Document:
GOVERNMENT AND POLITICS: BOLIVIA


WILLIAM R. GARNER, Associate Professor of Political Science, Southern Illinois University at Carbondale

THE RETURN TO PRESIDENTIAL OFFICE of Siles Suazo and Paz Estenssorro in the 1980s produced a romantic sense of déjà vu, a trend which was noted in HLAS 51. During the current Paz Zamora regime, however, the most prominent focus in the literature is on Bolivia's "narcotraffic" together with the myriad of domestic and international problems associated with it. Most writers view coca production per se as a novel, and dangerous pretext for unwarranted US intervention. Parotani (item bi 90012843), for example, characterizes Washington policy as the result of a "program of persecution...against those countries of the world whose most valuable commodity is cocaine." Kawell also notes major stresses unnecessarily and unexpectedly inflicted on rural Andean cultures when the millennia-old coca-based economy is suddenly disturbed and targeted by the US as a threat to its national security (items bi 91000099 and bi 91000097). This sentiment is echoed in a major piece by Kevin Healy which concludes that, along with the fact that the coca leaf is the "symbol of Andean culture," coca-leaf producer syndicates have formed the most sophisticated and potent network of mass-based political organizations ever to appear in post-colonial Bolivia (item bi 91009076). Mostajo Valdivieso (item bi 91024471) has compiled a collection of papers submitted at Bolivian Senate hearings, the thrust of which is that a "Bolivian solution," is the only functional answer to the problem. Moore Casanovas characterizes the Bolivian "narcocracy" as so powerful that it has usurped the central government's traditional role of capital accumulation (item bi 91007432). An example of this is the scandal involving Bolivian military officers who were implicated in the drug trade (item bi 90012850).

Two strong general assessments of Bolivia's sociopolitical system are found in Gamarra and Malloy's article (item bi 91006657) and in a book-length introduction to the country by Morales (item bi 92005885). There are also two strong ILDIS monographs, Debate: sobre la reforma del sistema político (item bi 91024470) and Democracia y desarrollo en Bolivia (item bi 91024483), which address the ongoing centralization-decentralization debate. Other publications of importance are seen in the Foro Económico Santa Cruz (item bi 90012838), Franco Guachalla (item bi 93016682), Molina Saucedo (item bi 91024487), and Romero Pittari (item bi 91007838), who presents an amazingly optimistic prognosis in spite of major geographic, administrative, and partisan fragmentation, and Valverde (item bi 93017930), who urges adaptation of federalism through constitutional amendment.

Extracted information:
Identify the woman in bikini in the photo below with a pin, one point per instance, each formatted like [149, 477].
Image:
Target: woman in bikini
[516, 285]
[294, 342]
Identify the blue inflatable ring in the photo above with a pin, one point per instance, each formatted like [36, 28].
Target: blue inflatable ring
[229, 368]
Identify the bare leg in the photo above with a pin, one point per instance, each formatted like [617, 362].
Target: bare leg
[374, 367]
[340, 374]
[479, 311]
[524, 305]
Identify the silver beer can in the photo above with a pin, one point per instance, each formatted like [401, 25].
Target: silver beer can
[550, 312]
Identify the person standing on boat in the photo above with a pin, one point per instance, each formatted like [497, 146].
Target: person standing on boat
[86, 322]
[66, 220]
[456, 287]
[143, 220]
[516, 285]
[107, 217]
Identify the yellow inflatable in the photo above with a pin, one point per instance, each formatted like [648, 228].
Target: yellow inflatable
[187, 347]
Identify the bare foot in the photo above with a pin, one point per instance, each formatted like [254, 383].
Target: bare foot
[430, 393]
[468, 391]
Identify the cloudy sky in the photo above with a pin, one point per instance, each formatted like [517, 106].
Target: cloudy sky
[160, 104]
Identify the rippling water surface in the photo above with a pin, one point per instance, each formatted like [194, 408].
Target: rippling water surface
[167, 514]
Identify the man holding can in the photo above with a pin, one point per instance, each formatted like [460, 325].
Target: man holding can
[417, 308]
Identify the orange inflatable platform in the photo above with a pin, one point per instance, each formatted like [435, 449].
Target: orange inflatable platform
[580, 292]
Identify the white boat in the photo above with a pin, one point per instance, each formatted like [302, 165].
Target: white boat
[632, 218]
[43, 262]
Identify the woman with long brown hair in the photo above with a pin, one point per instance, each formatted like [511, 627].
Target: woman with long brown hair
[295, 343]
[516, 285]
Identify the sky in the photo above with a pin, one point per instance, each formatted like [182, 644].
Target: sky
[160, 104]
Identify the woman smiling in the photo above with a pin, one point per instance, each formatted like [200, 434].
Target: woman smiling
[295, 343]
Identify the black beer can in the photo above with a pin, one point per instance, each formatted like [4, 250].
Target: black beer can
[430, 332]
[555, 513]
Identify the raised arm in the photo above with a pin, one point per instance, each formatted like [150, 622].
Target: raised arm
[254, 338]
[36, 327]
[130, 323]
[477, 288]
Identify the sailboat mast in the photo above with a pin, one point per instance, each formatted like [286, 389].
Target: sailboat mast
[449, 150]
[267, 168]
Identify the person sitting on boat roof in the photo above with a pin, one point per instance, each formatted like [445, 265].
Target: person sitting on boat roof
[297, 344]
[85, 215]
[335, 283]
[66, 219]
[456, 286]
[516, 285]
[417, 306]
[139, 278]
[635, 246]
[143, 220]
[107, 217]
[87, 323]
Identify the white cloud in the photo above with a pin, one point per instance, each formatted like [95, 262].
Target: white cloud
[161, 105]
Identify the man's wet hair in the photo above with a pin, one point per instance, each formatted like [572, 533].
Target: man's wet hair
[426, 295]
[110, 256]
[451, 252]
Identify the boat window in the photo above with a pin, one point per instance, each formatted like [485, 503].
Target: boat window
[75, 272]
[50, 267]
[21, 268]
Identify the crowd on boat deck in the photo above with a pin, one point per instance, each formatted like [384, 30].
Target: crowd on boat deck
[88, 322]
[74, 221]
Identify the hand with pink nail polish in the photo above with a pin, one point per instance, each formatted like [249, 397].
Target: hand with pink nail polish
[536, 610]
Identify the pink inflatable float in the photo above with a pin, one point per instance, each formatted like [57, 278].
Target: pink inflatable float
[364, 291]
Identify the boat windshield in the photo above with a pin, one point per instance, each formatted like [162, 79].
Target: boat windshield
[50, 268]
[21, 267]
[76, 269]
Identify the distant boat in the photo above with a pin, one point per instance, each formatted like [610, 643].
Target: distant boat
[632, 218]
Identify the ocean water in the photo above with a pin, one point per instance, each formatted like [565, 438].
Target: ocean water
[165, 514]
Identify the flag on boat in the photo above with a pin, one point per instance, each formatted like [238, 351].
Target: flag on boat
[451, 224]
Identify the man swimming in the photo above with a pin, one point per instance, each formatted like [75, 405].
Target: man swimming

Work to complete:
**a.** In the essay on Bolivian politics, what does Valverde urge?
**b.** Continue the essay on Bolivian politics, starting after its last sentence.

Task-by-task results:
**a.** Adaptation of federalism through constitutional amendment.

**b.**
Studies of political ideology are, as usual, concentrated on the left. In this vein, note an increase in publications by Izquierda Unida (e.g., item bi 90012856). IU's national platform (item bi 91024477), on which it won seven percent of the 1989 national vote, is also available. Guillermo Lora, long-time polemicist for the Revolutionary Workers Party (POR), continues to generate a prodigious number of works (item bi 90012858). An extremely far left pro-Hoxha's Albania critique has been written by Ruiz González (item bi 90012847). There is also a Christian Democratic Party commentary prepared by Miguel Harb (item bi 90012841). Perspectives supportive of Bánzer Suárez, the ADR, and the military can be found in Gamarra Zorilla (item bi 89001542) and Gumucio Peñafiel (item bi 91024479). An interpretation of Bolivia's military as a major political actor and negative force after 1952 is presented by Ardaya Salinas (item bi 91000985), who attributes its role to the MNR's failure to institutionalize its rule and create the necessary sociopolitical system. Labor politics and policy are the subject of several studies (e.g., items bi 91024478, bi 91024469, bi 91024468, bi 91024485, and bi 91024529). Examples of strong evaluations of the current neoliberal economic policy are works by Antezana (item bi 90012855) and Granado (item bi 90012851).

Important contributions in the area of Bolivian public institutions and electoral processes are available in two works by Mesa Gisbert (items bi 91024473 and bi 90013506), and Rivadeneira Prada has produced a rare assessment of the role of television in recent Bolivian campaigns (item bi 90012852). Quality voting behavior studies, also a rarity in the Bolivian literature, are found in works by Baldivia Urdininea (items bi 91024480 and bi 90012842). Other useful analyses of municipal elections are found in Hofmann (item bi 90012853) and in a solid statistical compilation by the Corte Nacional Electoral (item bi 91024482).